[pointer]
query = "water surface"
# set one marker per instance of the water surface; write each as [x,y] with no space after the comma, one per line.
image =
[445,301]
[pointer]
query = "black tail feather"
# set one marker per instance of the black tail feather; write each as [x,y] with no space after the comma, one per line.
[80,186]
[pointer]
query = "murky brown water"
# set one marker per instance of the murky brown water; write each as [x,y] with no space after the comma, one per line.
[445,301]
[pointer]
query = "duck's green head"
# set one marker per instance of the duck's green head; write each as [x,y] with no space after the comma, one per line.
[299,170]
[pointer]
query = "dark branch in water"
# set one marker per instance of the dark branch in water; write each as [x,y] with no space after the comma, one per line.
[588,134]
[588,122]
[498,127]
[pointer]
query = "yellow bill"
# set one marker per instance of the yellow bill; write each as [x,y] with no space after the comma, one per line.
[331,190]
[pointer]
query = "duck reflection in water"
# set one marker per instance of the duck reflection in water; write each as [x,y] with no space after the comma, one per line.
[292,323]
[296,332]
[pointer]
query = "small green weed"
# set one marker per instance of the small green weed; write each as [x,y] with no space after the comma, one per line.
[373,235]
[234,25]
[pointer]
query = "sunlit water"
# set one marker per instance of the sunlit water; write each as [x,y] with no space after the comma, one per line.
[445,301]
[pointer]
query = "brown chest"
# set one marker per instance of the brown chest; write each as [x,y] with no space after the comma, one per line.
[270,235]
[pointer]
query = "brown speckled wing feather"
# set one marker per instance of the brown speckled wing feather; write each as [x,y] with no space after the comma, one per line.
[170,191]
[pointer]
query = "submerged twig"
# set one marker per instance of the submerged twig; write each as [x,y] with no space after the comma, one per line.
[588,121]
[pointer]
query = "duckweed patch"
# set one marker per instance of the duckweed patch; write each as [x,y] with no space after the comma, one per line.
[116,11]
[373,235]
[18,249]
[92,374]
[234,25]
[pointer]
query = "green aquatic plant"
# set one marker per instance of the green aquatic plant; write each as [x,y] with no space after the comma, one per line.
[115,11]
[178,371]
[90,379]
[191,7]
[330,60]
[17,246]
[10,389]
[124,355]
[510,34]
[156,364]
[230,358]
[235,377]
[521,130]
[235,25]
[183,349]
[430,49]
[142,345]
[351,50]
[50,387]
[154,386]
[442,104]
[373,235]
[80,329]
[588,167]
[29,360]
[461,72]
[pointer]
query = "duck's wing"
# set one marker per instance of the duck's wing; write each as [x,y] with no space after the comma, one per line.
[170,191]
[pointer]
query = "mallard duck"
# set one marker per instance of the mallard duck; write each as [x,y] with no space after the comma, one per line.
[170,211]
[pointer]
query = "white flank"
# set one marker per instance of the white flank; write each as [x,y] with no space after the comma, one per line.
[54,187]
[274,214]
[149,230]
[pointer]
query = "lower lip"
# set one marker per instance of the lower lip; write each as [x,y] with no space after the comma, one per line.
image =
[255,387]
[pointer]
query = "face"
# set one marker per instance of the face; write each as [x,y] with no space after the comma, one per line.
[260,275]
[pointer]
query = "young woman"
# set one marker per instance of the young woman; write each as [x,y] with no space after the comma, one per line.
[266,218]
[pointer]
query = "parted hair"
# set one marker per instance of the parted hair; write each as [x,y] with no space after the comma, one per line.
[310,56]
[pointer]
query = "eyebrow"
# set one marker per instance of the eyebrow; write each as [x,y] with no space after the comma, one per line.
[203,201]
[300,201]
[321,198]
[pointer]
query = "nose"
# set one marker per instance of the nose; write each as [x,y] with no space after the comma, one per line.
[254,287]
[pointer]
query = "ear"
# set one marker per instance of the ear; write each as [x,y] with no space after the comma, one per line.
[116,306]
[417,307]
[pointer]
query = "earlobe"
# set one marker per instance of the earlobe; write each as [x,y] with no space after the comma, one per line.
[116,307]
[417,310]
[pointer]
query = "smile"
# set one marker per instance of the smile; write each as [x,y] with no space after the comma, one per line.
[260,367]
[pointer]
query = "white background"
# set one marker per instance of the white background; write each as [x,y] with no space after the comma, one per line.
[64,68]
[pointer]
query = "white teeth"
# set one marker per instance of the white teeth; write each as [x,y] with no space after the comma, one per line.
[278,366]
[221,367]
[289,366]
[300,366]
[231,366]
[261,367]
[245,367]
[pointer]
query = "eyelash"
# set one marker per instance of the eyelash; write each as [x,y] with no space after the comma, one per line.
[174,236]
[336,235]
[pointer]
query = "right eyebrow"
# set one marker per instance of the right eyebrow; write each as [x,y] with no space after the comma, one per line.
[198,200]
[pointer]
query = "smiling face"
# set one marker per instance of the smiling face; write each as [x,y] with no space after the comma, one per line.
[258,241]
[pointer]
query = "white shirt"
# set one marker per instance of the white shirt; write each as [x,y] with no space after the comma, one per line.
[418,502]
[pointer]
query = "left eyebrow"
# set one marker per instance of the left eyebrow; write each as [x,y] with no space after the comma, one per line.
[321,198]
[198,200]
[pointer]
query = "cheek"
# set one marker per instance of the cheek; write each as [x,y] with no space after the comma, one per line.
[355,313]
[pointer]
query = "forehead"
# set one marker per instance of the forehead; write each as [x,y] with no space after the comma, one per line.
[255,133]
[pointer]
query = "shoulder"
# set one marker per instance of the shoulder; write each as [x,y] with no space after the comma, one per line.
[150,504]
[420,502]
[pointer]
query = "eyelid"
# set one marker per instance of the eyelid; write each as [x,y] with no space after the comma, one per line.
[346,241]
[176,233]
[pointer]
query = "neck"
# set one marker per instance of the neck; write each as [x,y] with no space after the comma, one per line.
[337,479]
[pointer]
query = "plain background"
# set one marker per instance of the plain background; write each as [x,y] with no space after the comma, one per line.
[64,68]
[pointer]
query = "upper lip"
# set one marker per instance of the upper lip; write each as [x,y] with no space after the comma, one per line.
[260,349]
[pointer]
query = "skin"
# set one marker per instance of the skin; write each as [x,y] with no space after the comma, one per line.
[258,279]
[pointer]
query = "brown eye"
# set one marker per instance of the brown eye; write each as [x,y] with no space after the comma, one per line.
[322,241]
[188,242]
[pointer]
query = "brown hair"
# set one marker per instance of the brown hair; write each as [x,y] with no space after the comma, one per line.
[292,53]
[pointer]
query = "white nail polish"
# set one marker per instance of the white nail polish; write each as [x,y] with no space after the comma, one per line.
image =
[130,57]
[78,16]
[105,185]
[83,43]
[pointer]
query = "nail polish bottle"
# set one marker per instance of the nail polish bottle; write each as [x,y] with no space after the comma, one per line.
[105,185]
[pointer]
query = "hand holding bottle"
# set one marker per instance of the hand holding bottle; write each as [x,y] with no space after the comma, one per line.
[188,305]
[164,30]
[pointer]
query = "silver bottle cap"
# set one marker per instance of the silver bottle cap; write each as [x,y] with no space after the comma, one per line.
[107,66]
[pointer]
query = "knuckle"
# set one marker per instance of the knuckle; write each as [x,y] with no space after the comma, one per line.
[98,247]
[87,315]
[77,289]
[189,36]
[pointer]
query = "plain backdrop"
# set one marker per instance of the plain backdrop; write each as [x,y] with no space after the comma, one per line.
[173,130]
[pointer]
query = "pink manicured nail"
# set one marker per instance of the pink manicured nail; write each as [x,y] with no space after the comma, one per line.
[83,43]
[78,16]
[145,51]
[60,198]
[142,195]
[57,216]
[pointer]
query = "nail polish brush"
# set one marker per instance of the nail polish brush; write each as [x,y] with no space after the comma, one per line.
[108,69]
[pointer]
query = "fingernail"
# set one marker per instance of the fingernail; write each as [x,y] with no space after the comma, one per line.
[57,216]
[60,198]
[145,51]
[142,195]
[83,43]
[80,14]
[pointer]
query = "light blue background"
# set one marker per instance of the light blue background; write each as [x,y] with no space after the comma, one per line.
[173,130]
━━━━
GOAL OF THE EXERCISE: Report every line of the listing that contains the word "blue". Case counts.

THE RESULT:
query = "light blue background"
# set one marker per instance of the light blue background; write each as [x,y] with no space after the comma, one per line.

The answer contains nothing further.